## BEGIN

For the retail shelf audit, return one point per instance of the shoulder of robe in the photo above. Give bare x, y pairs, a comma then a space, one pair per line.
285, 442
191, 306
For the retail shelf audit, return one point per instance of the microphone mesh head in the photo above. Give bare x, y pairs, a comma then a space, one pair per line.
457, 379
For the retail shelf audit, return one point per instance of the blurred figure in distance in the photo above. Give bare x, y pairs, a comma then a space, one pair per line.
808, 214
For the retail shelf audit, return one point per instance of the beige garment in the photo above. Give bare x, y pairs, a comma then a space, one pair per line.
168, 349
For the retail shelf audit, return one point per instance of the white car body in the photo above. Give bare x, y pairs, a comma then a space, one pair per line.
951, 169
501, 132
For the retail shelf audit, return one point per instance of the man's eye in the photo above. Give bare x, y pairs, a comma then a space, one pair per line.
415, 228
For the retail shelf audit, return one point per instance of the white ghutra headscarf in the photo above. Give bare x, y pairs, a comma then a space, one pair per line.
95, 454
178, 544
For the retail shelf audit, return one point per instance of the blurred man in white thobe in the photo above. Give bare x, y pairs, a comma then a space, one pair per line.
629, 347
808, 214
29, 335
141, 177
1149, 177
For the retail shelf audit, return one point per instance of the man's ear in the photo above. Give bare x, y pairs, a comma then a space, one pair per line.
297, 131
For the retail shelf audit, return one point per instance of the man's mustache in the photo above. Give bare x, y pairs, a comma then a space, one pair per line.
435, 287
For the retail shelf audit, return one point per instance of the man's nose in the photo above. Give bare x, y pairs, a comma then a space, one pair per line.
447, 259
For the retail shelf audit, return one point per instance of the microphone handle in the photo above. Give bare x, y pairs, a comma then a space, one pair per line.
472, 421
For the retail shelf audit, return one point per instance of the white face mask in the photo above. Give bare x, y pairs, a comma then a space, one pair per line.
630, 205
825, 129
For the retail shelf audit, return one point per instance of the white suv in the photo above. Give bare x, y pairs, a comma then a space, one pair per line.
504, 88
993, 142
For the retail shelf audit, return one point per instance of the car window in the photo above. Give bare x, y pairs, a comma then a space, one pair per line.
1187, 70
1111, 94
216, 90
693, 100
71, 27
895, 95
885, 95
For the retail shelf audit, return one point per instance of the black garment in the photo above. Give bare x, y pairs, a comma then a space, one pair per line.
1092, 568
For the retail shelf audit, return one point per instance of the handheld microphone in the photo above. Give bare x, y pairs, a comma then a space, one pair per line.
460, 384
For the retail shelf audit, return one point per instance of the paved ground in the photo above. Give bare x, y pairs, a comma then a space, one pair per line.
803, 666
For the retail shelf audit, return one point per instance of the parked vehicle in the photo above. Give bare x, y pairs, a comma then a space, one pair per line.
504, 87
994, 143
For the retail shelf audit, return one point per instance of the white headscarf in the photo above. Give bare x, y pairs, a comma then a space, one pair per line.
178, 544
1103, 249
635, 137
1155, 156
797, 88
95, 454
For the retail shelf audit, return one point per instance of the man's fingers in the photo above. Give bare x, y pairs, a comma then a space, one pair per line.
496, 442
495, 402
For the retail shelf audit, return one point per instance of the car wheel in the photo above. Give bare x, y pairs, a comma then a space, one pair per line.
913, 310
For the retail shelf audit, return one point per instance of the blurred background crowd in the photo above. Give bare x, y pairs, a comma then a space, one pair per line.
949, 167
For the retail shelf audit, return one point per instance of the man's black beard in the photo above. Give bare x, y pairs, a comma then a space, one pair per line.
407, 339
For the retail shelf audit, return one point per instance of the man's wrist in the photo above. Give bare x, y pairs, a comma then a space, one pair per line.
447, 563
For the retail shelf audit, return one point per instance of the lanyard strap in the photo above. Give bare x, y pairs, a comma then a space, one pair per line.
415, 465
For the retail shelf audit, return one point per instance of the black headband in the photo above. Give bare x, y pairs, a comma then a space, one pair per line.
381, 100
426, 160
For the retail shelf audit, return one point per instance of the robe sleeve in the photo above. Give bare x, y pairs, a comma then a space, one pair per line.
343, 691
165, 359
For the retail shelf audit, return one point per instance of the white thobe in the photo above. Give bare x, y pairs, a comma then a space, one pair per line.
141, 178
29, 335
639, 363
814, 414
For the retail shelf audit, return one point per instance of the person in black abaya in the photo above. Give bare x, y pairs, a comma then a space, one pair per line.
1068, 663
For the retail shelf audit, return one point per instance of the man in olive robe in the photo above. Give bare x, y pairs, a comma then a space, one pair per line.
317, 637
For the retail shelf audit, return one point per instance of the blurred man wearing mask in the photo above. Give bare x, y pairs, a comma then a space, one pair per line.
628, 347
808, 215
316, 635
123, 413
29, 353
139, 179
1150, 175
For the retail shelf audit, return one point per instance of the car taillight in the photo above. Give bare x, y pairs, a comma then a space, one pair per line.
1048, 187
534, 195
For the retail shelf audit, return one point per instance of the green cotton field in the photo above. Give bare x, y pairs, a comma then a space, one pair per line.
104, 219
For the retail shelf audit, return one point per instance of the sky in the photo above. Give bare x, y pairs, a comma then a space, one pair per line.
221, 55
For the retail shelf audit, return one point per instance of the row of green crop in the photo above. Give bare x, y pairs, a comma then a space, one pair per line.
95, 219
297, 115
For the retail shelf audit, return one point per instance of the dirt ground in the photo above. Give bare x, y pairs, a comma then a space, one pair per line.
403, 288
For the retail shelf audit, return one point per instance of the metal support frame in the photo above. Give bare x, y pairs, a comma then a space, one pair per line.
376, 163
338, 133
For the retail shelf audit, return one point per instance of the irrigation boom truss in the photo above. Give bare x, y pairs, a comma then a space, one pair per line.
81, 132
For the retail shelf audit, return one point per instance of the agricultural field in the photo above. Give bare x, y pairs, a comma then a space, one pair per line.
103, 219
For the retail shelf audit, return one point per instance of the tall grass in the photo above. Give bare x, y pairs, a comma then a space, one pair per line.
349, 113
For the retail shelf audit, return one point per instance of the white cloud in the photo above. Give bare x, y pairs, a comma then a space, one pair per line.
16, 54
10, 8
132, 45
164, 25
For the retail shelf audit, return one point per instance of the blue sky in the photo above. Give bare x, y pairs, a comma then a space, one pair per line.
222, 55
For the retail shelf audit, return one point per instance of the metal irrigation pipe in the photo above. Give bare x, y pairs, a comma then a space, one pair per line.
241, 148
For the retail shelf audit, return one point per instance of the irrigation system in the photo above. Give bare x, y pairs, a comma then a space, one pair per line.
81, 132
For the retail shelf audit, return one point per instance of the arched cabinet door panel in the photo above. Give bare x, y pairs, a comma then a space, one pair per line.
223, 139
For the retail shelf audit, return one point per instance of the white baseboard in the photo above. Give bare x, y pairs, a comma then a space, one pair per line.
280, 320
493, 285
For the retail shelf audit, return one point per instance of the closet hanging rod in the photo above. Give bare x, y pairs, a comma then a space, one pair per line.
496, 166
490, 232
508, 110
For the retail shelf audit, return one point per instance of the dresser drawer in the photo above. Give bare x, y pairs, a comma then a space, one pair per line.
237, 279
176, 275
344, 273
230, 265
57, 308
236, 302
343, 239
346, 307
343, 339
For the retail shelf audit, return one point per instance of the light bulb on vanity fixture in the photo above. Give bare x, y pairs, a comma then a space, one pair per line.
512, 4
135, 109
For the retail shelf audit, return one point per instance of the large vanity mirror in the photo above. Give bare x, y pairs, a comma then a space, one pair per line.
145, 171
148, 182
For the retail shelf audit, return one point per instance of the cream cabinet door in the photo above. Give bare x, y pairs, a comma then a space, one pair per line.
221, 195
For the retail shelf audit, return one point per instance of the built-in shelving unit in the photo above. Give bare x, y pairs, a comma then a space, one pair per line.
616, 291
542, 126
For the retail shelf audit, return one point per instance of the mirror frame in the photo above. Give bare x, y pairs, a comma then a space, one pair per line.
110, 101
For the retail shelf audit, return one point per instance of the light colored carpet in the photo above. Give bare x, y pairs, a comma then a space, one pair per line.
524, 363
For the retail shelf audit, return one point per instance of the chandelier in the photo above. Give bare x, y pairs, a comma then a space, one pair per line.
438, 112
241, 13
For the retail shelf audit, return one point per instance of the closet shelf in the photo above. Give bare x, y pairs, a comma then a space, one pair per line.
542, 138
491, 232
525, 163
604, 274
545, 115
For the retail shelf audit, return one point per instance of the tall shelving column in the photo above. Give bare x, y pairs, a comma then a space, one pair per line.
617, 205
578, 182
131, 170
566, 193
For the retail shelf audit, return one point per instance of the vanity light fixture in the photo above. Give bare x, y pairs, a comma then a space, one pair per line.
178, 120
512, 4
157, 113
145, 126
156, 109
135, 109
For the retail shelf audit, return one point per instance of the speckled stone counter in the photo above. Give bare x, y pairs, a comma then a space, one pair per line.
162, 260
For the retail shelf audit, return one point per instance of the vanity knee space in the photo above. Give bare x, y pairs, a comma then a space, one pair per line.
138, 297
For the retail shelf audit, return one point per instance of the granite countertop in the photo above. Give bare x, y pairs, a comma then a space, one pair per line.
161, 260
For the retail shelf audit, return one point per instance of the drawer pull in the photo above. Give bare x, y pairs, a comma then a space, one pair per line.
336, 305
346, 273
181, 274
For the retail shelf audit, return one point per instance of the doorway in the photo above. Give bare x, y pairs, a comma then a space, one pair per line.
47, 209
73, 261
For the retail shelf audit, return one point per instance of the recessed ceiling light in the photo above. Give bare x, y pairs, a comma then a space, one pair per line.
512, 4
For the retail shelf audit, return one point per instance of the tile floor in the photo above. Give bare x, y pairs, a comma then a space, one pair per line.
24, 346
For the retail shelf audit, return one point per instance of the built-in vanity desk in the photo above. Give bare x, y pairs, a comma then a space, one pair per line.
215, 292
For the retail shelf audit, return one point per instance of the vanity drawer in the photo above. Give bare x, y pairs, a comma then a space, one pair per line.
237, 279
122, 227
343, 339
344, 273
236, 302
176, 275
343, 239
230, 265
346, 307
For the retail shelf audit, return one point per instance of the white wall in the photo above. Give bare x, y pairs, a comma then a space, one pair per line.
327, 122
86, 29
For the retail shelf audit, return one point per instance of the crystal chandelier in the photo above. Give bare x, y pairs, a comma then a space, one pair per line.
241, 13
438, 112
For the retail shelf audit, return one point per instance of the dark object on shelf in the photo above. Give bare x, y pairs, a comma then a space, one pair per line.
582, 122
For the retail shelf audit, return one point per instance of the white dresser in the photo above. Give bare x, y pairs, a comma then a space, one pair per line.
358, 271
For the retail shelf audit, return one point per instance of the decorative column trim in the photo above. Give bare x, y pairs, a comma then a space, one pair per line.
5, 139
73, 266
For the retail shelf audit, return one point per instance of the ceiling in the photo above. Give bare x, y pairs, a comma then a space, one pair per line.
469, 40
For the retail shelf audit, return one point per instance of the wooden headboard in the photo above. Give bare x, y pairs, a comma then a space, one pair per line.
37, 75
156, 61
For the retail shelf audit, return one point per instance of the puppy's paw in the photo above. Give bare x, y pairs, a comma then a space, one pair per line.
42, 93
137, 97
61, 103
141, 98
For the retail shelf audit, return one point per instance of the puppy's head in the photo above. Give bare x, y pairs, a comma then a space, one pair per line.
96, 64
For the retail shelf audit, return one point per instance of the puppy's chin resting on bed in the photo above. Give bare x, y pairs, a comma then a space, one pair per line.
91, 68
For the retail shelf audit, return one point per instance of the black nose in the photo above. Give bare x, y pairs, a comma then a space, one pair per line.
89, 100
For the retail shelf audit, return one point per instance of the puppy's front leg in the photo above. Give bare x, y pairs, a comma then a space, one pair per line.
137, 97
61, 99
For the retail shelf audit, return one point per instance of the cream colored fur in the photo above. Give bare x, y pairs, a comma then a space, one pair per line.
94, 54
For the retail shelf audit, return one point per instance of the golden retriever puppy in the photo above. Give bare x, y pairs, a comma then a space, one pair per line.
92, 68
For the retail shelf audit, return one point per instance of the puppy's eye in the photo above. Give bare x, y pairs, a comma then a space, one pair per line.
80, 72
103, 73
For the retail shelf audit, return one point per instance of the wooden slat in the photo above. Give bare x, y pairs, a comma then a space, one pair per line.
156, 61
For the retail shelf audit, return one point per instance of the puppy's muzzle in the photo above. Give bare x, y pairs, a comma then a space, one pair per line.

## END

WORK TO COMPLETE :: Begin at the line containing "the puppy's chin" and reproduce each line through the end of the records above.

REPLY ::
For the retail shelf audit, return one point per instance of the puppy's chin resting on bed in the photo above. Give bare x, y pairs, a comma then a space, one pair per line.
91, 68
For the retail shelf audit, return one point per instance of the black nose in the photo above. Give bare x, y pairs, a comma then a space, one pair per line.
89, 100
For the retail shelf audit, return one point per instance of the puppy's front leg in the photo above. Give bare x, y pairs, a comma then a space, one pair per line.
137, 97
61, 99
For the retail shelf audit, return one point per instance of the cream colored fur in the photo above. Give bare x, y pairs, a comma then a space, one pair per line.
94, 54
For the retail shelf audit, return one point per instance of the golden retriever puppy in the photo above. Give bare x, y pairs, a comma then a space, one pair per line.
92, 68
For the retail shelf audit, return one point per instance of the puppy's eye in the photo above. Give bare x, y pairs, a comma then a space, one pair per line.
80, 72
103, 73
For the retail shelf audit, return one point per instance of the wooden slat in the photo above. Give bare x, y pairs, a comma then a space, one pair per line.
156, 61
For the retail shelf audit, return one point per instance of the puppy's muzzle in the photo above. Give bare x, y pairs, a comma then a space, one pair per line.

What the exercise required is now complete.